*** Records provided

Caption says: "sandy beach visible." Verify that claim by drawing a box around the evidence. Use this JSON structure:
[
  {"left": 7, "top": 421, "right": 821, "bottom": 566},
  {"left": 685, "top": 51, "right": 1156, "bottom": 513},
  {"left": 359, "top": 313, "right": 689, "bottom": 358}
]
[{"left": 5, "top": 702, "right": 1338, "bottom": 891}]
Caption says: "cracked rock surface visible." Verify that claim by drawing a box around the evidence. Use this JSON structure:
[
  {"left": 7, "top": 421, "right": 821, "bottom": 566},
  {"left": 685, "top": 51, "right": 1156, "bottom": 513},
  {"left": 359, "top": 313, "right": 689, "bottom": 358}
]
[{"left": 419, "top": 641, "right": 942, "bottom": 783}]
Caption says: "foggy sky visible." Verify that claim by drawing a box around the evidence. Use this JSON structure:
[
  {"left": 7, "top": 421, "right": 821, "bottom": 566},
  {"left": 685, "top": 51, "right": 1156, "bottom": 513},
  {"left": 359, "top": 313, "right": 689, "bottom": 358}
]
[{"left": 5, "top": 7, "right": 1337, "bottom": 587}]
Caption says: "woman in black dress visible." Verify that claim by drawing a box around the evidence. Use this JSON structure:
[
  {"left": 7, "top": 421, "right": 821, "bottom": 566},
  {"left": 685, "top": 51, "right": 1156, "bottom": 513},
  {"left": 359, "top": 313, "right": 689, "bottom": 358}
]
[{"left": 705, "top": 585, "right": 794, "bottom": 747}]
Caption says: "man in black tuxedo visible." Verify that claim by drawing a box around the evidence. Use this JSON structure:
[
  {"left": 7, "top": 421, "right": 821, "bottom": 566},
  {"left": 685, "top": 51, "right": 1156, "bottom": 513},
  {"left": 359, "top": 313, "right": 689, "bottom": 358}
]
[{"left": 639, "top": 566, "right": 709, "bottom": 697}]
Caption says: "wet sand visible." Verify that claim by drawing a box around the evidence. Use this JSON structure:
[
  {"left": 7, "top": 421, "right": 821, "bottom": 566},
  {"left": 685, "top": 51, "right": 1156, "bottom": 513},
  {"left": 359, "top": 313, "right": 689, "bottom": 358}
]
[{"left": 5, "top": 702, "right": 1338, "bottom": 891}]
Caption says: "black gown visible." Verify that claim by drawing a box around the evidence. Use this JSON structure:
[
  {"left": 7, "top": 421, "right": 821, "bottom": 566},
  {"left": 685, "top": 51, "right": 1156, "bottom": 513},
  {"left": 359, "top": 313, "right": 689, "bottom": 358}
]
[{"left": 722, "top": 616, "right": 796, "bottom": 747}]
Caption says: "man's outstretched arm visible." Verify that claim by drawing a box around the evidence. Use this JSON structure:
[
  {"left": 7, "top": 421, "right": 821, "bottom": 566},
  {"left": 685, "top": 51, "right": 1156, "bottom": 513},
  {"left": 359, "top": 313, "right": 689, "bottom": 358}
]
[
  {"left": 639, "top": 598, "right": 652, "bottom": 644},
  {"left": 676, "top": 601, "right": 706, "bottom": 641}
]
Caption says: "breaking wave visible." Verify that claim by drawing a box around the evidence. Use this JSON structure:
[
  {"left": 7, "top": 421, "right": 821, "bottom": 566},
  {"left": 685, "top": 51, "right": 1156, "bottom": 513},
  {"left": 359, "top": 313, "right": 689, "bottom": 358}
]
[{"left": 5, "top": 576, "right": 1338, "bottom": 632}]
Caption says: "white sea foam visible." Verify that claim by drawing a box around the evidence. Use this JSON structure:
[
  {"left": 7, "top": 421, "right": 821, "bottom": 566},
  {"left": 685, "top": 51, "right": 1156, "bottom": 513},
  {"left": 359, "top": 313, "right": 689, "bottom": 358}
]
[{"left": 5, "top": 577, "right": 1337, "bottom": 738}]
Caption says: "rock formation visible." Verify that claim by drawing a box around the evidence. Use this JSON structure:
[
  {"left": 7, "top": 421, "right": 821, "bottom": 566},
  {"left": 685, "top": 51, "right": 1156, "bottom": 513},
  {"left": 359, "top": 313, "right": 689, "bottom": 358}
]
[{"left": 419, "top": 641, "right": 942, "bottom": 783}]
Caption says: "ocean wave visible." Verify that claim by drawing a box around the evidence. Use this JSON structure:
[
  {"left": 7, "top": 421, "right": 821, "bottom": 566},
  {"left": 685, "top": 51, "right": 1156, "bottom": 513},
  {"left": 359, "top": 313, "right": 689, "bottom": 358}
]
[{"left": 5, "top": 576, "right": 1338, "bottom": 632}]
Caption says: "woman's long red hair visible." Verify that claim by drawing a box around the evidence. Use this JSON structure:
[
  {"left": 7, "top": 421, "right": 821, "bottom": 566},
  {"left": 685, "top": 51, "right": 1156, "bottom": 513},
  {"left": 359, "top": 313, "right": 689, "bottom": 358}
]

******

Print every entry exactly as written.

Caption says: "sandy beach visible." Verify that claim by drawing a box around the evidence. Use this JSON structure:
[
  {"left": 7, "top": 421, "right": 821, "bottom": 566},
  {"left": 685, "top": 51, "right": 1156, "bottom": 513},
  {"left": 359, "top": 313, "right": 689, "bottom": 358}
]
[{"left": 5, "top": 702, "right": 1338, "bottom": 891}]
Caption says: "cracked rock surface visible." Verify that claim by drawing a box around the evidence. Use this JSON structure:
[
  {"left": 7, "top": 421, "right": 821, "bottom": 566},
  {"left": 685, "top": 51, "right": 1156, "bottom": 513},
  {"left": 359, "top": 313, "right": 689, "bottom": 358}
]
[{"left": 419, "top": 641, "right": 942, "bottom": 783}]
Caption says: "foggy sky visible." Verify that claim by drawing a box around the evidence. Use this JSON structure:
[
  {"left": 7, "top": 421, "right": 821, "bottom": 566},
  {"left": 685, "top": 51, "right": 1156, "bottom": 513},
  {"left": 359, "top": 313, "right": 689, "bottom": 358}
]
[{"left": 5, "top": 7, "right": 1337, "bottom": 587}]
Caption says: "woman in black dress visible." Verify that claim by drawing a box around the evidence. Use this JSON structure:
[
  {"left": 7, "top": 421, "right": 821, "bottom": 566},
  {"left": 685, "top": 51, "right": 1156, "bottom": 513},
  {"left": 359, "top": 313, "right": 689, "bottom": 358}
]
[{"left": 705, "top": 585, "right": 794, "bottom": 747}]
Caption says: "man in black tuxedo visible." Verify that claim by drawing a box around the evidence. Use this JSON structure:
[
  {"left": 7, "top": 421, "right": 821, "bottom": 566},
  {"left": 685, "top": 51, "right": 1156, "bottom": 513},
  {"left": 359, "top": 313, "right": 689, "bottom": 358}
]
[{"left": 639, "top": 566, "right": 709, "bottom": 697}]
Caption says: "wet sand visible." Verify that claim by drawing a box around the evidence. Use this JSON structure:
[
  {"left": 7, "top": 421, "right": 821, "bottom": 566},
  {"left": 685, "top": 51, "right": 1156, "bottom": 513},
  {"left": 359, "top": 313, "right": 689, "bottom": 358}
]
[{"left": 5, "top": 702, "right": 1338, "bottom": 891}]
Caption says: "black gown visible." Verify that claim by drawing a box around the evidence. Use this JSON structure:
[
  {"left": 7, "top": 421, "right": 821, "bottom": 566},
  {"left": 685, "top": 51, "right": 1156, "bottom": 513},
  {"left": 359, "top": 313, "right": 689, "bottom": 358}
]
[{"left": 722, "top": 616, "right": 796, "bottom": 747}]
Caption says: "man's outstretched arm visible." Verify that claim by drawing a box around the evidence. Use this JSON structure:
[
  {"left": 7, "top": 421, "right": 821, "bottom": 566},
  {"left": 685, "top": 51, "right": 1156, "bottom": 513},
  {"left": 359, "top": 313, "right": 689, "bottom": 358}
]
[
  {"left": 639, "top": 598, "right": 652, "bottom": 644},
  {"left": 676, "top": 601, "right": 706, "bottom": 641}
]
Caption says: "breaking wave visible." Verify that claim by drawing a box around the evidence. Use this JSON structure:
[
  {"left": 7, "top": 421, "right": 821, "bottom": 566},
  {"left": 685, "top": 51, "right": 1156, "bottom": 513},
  {"left": 359, "top": 313, "right": 689, "bottom": 358}
]
[{"left": 5, "top": 576, "right": 1338, "bottom": 632}]
Caption says: "white sea foam visible." Verify that claim by drawing a box around the evidence. Use this JSON structure:
[
  {"left": 7, "top": 421, "right": 821, "bottom": 566},
  {"left": 685, "top": 51, "right": 1156, "bottom": 513},
  {"left": 359, "top": 313, "right": 689, "bottom": 358}
]
[{"left": 5, "top": 577, "right": 1337, "bottom": 738}]
Caption says: "rock formation visible." Verify that claim by drawing a box around the evidence. Use this JSON structure:
[
  {"left": 7, "top": 421, "right": 821, "bottom": 566},
  {"left": 685, "top": 51, "right": 1156, "bottom": 513},
  {"left": 359, "top": 313, "right": 689, "bottom": 358}
]
[{"left": 419, "top": 641, "right": 942, "bottom": 783}]
Caption says: "ocean wave visible." Verify that claim by drawing a box around the evidence. Use this JSON structure:
[
  {"left": 7, "top": 421, "right": 821, "bottom": 566},
  {"left": 685, "top": 51, "right": 1156, "bottom": 513},
  {"left": 359, "top": 313, "right": 689, "bottom": 358}
]
[{"left": 5, "top": 576, "right": 1338, "bottom": 632}]
Caption says: "woman's long red hair visible." Verify that claim by drawing a box around the evidence. Use this JSON structure:
[
  {"left": 7, "top": 421, "right": 821, "bottom": 566},
  {"left": 685, "top": 51, "right": 1156, "bottom": 513},
  {"left": 359, "top": 313, "right": 689, "bottom": 358}
]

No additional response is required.